**INSTRUCTIONS FOR THE TASK:** Reproduce the entries exactly.

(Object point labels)
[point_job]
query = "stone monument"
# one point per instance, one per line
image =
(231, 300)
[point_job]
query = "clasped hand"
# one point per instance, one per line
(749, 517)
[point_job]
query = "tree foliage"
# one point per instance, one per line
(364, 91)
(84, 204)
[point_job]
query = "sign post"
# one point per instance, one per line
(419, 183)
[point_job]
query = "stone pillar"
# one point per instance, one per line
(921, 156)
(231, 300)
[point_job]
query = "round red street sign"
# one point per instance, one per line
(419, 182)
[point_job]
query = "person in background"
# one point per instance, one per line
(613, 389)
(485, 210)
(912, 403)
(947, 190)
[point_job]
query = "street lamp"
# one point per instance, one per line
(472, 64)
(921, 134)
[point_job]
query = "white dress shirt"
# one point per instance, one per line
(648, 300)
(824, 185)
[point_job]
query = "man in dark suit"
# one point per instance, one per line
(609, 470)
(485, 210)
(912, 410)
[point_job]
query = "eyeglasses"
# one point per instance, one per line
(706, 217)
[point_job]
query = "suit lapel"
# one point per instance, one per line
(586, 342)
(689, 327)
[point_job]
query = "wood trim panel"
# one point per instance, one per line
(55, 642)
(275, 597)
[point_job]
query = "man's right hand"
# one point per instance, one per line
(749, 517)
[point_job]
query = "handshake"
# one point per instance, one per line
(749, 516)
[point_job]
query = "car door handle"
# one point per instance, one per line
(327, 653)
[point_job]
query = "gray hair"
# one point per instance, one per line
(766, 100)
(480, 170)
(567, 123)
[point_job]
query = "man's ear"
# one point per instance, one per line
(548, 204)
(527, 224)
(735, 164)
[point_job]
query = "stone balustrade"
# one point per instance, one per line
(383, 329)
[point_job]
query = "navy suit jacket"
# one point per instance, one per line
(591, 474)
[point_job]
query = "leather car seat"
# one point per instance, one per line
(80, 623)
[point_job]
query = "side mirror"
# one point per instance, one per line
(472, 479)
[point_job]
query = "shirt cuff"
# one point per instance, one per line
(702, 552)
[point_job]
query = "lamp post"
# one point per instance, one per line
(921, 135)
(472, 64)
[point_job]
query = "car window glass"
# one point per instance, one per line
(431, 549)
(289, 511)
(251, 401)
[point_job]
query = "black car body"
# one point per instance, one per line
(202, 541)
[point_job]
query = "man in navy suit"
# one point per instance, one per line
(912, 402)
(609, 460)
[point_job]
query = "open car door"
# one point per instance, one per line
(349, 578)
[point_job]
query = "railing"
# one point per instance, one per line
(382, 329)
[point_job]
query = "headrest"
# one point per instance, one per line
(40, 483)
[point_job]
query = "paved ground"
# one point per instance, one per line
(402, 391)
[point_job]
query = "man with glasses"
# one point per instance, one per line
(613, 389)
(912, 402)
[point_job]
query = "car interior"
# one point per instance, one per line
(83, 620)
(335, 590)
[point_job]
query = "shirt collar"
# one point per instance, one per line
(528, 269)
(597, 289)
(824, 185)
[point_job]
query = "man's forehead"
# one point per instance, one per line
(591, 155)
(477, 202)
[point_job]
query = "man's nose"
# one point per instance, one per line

**EXPECTED ANSWER:**
[point_job]
query = "stone monument"
# one point per instance, one per line
image =
(231, 300)
[point_job]
query = "clasped hand"
# one point per instance, one per line
(749, 517)
[point_job]
query = "tree foliage"
# one point per instance, one per line
(364, 91)
(84, 204)
[point_job]
query = "sign post"
# one point per instance, one per line
(419, 183)
[point_job]
query = "stone pillar"
# one point per instance, one per line
(921, 156)
(231, 300)
[point_job]
query = "round red street sign"
# one point per instance, one per line
(419, 182)
[point_job]
query = "person in background"
# one point per instance, one per line
(613, 389)
(485, 210)
(912, 403)
(947, 190)
[point_job]
query = "street lamp"
# one point per instance, one per line
(472, 64)
(921, 134)
[point_job]
query = "white dress shirt"
# one point per instance, one per line
(648, 300)
(824, 185)
[point_job]
query = "man in dark suit"
# one point per instance, one per line
(609, 470)
(485, 210)
(912, 410)
[point_job]
query = "eyeglasses"
# one point per instance, one per line
(706, 217)
[point_job]
query = "suit lapel"
# one point per instance, one per line
(586, 342)
(689, 327)
[point_job]
query = "wood trim panel"
# one point per instance, one per line
(55, 642)
(275, 597)
[point_job]
query = "man's right hand"
# one point per instance, one per line
(749, 517)
[point_job]
query = "handshake"
# one point per instance, one per line
(749, 516)
[point_job]
query = "car door handle"
# one point per instance, one per line
(327, 653)
[point_job]
query = "gray hair"
# one point per instance, one per line
(766, 100)
(480, 170)
(567, 123)
[point_job]
query = "man's ear"
# one point per instance, one per line
(548, 204)
(527, 224)
(735, 164)
[point_job]
query = "stone balustrade"
# one point per instance, one per line
(383, 329)
[point_job]
query = "navy suit jacket"
# one point per instance, one per line
(591, 474)
[point_job]
query = "leather car seat"
# one point per instance, one per line
(80, 623)
[point_job]
query = "side mirror"
# one point per instance, one per line
(472, 479)
[point_job]
query = "shirt cuff"
# one point per instance, one per line
(702, 552)
[point_job]
query = "lamp post"
# one point per instance, one per line
(921, 135)
(472, 64)
[point_job]
query = "car window glass"
# one point per instance, one per line
(431, 549)
(289, 511)
(251, 401)
[point_job]
query = "black car body"
# one point per instance, one per line
(202, 541)
[point_job]
query = "man in navy suit"
# one point per instance, one per line
(912, 402)
(609, 460)
[point_job]
query = "open car door"
# one point per instance, one per line
(349, 578)
[point_job]
query = "railing"
# one point per instance, one per line
(382, 329)
[point_job]
query = "headrest"
# one point per instance, one per line
(40, 483)
[point_job]
query = "paved ground"
# one point per instance, one per line
(402, 391)
[point_job]
query = "man with glasses"
# one point per instance, one per line
(613, 389)
(912, 402)
[point_job]
query = "car interior"
# one point per instance, one per line
(83, 620)
(335, 590)
[point_job]
query = "shirt collar"
# one point per instance, one per line
(528, 269)
(597, 289)
(824, 185)
[point_job]
query = "man's forehead"
# one point per instance, one per line
(591, 155)
(477, 202)
[point_job]
query = "man's nose"
# one point per instance, one per line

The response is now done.